_Action item_.
Only a single number is expected: how many lines of the data hold the word "instance".

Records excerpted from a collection
________________

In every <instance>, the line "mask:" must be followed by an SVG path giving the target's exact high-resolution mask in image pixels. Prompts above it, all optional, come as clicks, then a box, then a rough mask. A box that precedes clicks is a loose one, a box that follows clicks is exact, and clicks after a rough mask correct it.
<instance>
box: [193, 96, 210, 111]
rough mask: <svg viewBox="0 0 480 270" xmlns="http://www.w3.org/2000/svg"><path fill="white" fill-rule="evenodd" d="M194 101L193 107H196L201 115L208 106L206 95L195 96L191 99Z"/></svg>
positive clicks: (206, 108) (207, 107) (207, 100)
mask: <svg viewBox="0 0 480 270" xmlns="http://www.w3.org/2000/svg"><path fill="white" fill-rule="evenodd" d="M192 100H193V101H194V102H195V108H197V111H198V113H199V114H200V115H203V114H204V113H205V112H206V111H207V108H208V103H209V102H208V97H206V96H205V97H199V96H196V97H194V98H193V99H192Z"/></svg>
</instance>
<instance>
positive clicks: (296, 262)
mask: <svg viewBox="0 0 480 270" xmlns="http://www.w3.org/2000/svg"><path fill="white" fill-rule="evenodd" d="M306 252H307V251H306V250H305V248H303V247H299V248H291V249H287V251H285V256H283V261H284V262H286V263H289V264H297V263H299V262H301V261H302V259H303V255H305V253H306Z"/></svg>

________________

_Final answer_.
4